**Instructions for the task:** Beginning at the line that contains "Locate the tower", reproduce every line to the end of the material without changing any of them.
— START Records for this exercise —
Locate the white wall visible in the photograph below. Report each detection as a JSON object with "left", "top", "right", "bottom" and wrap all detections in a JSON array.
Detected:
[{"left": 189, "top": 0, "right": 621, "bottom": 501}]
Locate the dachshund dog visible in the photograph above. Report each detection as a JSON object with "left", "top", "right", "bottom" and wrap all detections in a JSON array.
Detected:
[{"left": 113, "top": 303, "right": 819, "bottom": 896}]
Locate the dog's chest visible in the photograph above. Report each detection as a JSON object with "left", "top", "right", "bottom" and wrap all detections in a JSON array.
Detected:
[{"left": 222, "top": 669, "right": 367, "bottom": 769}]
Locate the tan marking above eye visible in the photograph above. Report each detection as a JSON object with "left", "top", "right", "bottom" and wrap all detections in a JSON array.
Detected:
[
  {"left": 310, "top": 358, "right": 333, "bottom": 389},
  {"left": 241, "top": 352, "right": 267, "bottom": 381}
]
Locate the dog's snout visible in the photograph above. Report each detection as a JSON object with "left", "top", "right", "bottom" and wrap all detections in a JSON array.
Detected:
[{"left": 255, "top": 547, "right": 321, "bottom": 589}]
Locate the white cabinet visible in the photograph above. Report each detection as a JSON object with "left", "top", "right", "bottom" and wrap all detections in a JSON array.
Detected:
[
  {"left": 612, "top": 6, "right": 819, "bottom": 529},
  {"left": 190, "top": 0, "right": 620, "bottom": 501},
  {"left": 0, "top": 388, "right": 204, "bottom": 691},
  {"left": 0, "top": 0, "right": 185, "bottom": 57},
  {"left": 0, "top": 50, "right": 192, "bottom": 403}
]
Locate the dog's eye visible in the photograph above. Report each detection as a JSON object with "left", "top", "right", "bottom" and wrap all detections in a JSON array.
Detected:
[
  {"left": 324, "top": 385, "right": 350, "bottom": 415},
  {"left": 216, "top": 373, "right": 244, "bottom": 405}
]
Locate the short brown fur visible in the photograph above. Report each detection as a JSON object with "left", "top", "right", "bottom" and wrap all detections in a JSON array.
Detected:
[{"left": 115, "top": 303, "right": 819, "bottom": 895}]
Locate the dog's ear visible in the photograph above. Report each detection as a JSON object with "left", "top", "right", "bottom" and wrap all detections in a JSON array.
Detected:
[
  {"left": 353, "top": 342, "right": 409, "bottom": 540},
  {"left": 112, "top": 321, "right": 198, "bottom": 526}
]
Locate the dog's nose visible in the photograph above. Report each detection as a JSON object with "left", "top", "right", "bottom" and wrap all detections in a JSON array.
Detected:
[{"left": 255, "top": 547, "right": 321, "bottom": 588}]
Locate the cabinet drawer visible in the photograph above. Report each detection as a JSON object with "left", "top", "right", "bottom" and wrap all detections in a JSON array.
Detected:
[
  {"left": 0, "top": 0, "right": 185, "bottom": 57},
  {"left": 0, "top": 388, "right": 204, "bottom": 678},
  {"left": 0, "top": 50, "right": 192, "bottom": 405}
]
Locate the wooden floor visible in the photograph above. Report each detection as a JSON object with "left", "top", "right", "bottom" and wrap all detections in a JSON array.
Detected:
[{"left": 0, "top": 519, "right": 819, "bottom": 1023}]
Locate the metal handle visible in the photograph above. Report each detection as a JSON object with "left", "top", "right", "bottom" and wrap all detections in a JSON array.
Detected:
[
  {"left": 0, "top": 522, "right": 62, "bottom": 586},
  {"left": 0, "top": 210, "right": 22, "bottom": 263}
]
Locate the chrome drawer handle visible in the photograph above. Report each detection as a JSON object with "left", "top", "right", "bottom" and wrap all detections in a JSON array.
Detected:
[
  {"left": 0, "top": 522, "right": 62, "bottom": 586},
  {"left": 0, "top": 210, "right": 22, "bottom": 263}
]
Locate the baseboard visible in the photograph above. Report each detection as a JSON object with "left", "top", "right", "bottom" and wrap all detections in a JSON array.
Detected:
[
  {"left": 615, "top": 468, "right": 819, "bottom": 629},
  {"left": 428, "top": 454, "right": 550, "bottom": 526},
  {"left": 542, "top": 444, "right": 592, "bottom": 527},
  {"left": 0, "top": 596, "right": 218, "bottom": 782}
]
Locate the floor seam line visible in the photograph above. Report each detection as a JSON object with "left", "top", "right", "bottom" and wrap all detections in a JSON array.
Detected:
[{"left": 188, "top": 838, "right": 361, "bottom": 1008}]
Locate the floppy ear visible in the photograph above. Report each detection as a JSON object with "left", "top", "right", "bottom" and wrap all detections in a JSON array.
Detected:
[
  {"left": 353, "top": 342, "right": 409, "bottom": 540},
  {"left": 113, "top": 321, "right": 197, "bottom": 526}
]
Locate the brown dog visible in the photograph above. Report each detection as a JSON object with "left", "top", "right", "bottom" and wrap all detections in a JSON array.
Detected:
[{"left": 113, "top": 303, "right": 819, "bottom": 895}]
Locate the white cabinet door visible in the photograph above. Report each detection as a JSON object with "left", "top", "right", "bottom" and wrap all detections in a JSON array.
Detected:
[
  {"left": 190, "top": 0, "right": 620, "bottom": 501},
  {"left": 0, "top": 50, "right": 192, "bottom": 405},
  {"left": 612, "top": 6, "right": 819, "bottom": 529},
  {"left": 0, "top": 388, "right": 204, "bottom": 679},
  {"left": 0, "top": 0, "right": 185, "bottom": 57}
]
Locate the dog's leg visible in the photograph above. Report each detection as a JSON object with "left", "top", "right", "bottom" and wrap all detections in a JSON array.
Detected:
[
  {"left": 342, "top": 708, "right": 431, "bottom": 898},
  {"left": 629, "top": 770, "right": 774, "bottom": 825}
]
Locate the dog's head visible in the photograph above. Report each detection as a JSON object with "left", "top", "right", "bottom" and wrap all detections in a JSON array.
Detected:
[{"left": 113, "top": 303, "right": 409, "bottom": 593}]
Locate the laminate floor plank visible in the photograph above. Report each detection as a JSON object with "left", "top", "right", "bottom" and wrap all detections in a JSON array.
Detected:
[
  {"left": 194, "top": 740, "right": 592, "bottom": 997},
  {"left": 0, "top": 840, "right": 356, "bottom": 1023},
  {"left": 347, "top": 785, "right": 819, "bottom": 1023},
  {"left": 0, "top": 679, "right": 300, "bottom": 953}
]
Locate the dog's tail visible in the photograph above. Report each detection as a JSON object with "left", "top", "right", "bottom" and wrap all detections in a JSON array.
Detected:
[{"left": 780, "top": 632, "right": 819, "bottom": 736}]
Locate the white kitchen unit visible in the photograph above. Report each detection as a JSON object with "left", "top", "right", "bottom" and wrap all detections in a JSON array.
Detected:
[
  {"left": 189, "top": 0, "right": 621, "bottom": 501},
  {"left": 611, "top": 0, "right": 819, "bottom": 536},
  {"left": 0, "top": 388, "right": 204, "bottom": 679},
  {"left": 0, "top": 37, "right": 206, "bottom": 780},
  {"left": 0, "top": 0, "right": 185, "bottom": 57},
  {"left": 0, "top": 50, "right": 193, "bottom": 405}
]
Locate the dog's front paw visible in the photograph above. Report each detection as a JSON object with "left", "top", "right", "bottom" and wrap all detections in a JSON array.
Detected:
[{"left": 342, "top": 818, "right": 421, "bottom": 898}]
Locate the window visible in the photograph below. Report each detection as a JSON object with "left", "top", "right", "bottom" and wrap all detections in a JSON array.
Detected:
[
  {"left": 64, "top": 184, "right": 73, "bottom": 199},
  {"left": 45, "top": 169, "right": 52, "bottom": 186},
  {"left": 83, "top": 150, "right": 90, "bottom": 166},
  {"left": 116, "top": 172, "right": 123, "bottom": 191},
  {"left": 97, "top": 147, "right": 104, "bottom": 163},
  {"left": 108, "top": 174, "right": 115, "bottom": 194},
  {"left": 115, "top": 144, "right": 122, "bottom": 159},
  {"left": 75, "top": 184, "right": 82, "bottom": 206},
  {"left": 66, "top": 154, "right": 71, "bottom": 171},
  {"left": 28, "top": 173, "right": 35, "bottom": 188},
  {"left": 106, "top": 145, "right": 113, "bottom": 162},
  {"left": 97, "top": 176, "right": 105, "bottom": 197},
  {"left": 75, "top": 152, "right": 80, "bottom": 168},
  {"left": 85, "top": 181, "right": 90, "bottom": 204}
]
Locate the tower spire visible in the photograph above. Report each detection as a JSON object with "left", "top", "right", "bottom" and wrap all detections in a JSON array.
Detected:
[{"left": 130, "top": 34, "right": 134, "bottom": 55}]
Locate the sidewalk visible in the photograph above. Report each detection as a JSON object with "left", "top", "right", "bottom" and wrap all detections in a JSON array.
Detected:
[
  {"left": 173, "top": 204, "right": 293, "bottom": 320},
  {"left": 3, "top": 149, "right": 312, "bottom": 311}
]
— END Records for this exercise —
**Task output:**
Locate the tower spire visible in the photograph above. Report each detection as a JSON object with "left", "top", "right", "bottom" and wrap all detections in a JSON array.
Detected:
[{"left": 130, "top": 34, "right": 134, "bottom": 55}]
Locate the sidewalk visible in the photograph above. Report each detection as a JSON object with "left", "top", "right", "bottom" and wrap all detections in a JSON array.
Detected:
[
  {"left": 173, "top": 204, "right": 293, "bottom": 320},
  {"left": 3, "top": 149, "right": 312, "bottom": 311}
]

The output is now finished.